◆ **Exercise brief**
Copy everything from the line containing "Category: dog's black harness" down to the line containing "left=1106, top=526, right=1223, bottom=728", swapping "gray sweatpants" for "charcoal sweatpants" and leaving all else unchanged.

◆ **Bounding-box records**
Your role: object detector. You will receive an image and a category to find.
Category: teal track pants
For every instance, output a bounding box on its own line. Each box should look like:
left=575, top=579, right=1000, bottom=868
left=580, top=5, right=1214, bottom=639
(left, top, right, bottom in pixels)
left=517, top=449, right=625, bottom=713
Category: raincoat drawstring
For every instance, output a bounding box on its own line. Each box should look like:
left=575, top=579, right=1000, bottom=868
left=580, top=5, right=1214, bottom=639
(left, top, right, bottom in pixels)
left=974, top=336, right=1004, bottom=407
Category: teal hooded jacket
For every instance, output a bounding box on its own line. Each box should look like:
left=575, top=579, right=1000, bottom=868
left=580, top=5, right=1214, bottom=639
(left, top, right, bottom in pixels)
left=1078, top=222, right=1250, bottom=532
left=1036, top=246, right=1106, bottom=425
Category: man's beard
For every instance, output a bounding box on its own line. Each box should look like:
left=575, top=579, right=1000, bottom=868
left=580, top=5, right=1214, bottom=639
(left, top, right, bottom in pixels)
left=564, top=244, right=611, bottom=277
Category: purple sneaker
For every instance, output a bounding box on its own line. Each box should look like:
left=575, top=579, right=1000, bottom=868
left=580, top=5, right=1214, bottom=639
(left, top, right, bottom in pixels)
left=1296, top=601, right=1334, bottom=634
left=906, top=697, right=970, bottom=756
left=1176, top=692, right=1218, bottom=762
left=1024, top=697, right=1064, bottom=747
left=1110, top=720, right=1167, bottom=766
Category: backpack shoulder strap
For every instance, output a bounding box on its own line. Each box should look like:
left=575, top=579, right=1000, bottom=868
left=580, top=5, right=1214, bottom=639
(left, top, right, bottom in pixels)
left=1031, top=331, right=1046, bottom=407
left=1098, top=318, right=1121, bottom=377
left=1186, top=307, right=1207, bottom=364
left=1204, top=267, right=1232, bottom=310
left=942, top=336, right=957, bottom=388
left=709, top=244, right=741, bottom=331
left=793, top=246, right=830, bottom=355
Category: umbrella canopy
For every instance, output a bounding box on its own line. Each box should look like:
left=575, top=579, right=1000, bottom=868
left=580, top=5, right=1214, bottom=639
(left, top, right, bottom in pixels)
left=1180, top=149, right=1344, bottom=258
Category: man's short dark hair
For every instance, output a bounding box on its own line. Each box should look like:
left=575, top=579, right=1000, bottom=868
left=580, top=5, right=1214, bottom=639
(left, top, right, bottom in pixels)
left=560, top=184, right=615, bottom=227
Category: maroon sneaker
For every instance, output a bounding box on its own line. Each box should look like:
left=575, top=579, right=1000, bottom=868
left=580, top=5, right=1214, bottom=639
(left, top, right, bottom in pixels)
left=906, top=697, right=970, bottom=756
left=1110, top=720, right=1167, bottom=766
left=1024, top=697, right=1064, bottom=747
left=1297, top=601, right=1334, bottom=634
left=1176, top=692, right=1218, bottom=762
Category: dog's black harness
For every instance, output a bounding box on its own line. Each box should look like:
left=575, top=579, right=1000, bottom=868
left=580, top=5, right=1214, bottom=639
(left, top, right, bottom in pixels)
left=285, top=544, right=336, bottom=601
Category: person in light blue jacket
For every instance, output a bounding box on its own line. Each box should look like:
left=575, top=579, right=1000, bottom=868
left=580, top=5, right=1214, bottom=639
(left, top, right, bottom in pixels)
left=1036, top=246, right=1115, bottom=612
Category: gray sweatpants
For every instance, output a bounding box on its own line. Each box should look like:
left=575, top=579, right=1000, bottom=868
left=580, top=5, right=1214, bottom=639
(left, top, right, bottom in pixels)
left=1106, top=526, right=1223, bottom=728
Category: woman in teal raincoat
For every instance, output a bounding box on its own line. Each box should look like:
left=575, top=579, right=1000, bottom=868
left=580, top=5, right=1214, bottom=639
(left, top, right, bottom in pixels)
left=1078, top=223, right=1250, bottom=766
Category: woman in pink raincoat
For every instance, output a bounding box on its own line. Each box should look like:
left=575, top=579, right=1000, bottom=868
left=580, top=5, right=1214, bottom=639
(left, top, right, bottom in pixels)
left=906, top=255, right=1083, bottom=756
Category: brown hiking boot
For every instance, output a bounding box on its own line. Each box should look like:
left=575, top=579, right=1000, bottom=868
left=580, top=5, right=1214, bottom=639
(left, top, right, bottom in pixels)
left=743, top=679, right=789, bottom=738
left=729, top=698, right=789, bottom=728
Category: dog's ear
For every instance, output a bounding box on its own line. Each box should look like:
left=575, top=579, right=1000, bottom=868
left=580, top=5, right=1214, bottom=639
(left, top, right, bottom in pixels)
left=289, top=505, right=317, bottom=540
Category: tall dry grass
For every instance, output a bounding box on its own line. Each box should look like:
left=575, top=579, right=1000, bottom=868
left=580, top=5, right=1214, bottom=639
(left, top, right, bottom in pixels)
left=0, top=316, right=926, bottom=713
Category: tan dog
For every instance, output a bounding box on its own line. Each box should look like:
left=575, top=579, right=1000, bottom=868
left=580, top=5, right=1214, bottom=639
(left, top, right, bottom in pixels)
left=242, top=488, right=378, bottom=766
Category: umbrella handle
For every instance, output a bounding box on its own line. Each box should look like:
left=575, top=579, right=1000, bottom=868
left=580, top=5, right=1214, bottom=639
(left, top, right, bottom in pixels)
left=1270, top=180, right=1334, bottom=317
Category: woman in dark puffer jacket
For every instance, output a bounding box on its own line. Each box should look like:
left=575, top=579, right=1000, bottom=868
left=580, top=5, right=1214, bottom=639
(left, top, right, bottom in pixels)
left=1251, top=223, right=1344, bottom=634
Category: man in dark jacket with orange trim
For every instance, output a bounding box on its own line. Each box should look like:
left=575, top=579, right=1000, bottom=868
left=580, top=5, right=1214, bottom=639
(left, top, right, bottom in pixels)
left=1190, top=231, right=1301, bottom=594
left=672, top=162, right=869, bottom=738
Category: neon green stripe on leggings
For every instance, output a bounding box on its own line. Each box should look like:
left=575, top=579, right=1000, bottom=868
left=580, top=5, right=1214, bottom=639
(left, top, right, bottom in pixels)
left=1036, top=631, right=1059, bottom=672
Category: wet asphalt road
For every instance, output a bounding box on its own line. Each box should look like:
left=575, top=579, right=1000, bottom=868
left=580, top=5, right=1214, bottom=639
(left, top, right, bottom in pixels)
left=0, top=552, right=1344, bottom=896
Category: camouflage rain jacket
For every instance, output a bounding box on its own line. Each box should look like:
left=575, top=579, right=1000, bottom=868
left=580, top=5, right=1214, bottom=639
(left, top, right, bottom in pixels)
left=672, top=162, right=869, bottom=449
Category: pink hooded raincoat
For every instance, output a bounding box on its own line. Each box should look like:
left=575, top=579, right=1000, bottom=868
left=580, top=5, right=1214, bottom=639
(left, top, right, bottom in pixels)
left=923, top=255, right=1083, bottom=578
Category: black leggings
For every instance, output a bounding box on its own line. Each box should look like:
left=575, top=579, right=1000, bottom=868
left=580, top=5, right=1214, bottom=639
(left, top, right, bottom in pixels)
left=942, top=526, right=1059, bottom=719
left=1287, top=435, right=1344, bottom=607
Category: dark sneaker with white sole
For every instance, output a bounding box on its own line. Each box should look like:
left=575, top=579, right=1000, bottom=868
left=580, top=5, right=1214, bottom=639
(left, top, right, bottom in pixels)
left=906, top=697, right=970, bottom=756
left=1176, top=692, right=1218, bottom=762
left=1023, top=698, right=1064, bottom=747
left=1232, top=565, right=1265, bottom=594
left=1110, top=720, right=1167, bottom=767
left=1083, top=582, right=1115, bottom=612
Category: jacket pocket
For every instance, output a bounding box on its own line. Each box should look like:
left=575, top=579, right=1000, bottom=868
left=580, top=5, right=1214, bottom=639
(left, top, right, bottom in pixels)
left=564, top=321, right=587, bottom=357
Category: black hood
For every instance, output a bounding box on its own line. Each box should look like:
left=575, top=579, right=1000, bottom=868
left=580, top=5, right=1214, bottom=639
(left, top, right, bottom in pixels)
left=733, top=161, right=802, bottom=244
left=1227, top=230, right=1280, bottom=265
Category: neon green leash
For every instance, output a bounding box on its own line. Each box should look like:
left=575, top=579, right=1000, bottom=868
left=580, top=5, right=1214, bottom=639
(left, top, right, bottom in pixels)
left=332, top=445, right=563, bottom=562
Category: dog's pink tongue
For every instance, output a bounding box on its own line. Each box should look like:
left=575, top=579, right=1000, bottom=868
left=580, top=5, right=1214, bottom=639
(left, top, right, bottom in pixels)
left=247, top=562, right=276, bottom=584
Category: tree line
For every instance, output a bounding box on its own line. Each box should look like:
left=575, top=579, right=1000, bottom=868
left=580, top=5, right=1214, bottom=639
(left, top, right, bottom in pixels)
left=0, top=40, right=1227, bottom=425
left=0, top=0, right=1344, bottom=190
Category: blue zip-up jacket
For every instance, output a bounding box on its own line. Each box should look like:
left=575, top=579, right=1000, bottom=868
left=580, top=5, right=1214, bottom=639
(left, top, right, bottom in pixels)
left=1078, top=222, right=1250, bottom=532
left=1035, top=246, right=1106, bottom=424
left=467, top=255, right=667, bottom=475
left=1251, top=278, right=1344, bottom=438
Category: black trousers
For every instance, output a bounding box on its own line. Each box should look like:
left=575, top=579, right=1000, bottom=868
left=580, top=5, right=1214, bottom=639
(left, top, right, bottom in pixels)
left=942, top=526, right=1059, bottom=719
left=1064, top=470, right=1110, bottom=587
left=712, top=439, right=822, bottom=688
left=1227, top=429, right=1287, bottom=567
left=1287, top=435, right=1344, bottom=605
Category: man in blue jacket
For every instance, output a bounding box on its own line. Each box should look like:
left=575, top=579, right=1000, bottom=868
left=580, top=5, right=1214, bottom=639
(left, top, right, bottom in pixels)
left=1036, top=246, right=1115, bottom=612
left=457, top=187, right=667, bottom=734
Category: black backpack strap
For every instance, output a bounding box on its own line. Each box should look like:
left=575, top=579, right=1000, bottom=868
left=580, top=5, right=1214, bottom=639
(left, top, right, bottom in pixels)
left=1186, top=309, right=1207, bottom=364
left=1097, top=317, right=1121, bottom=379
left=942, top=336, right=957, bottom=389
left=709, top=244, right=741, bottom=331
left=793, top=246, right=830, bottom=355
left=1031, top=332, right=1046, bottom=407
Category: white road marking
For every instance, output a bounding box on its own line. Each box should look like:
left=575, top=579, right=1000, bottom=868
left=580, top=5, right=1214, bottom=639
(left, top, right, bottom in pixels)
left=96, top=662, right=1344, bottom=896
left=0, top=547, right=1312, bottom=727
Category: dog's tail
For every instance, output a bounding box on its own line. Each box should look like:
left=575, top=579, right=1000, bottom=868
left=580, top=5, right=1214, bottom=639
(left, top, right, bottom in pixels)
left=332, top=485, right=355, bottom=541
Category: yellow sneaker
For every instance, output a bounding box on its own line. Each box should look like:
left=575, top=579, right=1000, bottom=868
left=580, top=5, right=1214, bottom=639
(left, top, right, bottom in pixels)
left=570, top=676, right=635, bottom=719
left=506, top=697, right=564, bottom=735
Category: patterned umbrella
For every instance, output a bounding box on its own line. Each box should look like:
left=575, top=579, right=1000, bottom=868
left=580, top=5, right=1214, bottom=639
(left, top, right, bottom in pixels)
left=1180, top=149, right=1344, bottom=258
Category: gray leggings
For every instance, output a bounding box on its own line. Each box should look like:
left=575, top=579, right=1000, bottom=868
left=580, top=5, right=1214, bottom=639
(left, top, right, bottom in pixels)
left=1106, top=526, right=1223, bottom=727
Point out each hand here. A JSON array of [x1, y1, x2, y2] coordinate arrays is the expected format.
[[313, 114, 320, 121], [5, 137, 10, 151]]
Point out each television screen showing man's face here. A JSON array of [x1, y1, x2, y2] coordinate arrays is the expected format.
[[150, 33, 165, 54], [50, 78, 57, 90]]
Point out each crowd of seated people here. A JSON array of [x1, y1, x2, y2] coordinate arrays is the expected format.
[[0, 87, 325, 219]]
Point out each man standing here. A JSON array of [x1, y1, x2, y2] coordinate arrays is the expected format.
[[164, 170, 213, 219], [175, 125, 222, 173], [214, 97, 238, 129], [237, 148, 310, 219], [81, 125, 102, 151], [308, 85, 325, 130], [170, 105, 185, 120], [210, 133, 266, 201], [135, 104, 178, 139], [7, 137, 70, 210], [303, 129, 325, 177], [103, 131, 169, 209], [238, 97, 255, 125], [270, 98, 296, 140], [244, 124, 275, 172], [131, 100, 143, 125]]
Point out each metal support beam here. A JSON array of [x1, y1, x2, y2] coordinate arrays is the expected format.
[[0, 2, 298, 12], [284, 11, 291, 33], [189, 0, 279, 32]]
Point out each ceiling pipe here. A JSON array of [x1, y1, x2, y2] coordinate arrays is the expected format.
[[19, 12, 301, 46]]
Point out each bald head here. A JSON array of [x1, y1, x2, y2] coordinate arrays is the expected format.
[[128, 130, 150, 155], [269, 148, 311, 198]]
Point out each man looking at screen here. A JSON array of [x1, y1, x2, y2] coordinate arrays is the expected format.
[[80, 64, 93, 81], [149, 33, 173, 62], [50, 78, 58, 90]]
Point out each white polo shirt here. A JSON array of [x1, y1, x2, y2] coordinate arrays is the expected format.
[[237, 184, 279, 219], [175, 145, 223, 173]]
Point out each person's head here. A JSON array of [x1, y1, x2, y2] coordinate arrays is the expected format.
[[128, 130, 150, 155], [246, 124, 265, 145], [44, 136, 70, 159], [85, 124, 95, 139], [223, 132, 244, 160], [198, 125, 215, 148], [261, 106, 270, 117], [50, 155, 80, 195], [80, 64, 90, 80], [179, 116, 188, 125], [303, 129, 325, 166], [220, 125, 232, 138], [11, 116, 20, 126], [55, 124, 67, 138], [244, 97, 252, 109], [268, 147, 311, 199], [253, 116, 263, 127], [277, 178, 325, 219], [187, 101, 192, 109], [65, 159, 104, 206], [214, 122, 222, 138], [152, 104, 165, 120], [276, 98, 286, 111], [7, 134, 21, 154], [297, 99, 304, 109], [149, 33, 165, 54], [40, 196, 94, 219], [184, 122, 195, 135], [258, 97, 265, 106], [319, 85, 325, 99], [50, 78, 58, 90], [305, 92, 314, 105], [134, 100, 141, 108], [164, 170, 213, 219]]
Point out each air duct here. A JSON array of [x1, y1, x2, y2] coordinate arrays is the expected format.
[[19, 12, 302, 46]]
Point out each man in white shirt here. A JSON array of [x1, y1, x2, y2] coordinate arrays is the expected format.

◆ **Exercise solution**
Category: dog's black harness
For every instance, output a bounding box on its own line. Each box should look like:
left=575, top=579, right=1000, bottom=868
left=580, top=5, right=1214, bottom=639
(left, top, right, bottom in pixels)
left=285, top=544, right=336, bottom=601
Category: person in light blue jacket
For every instance, output a bounding box on its own line. Each box should look like:
left=575, top=579, right=1000, bottom=868
left=580, top=5, right=1214, bottom=639
(left, top, right, bottom in pixels)
left=1036, top=246, right=1115, bottom=612
Category: charcoal sweatpants
For every instance, output a bounding box on its own line. Each box should look like:
left=575, top=579, right=1000, bottom=868
left=580, top=5, right=1214, bottom=639
(left, top, right, bottom in pixels)
left=1106, top=526, right=1223, bottom=728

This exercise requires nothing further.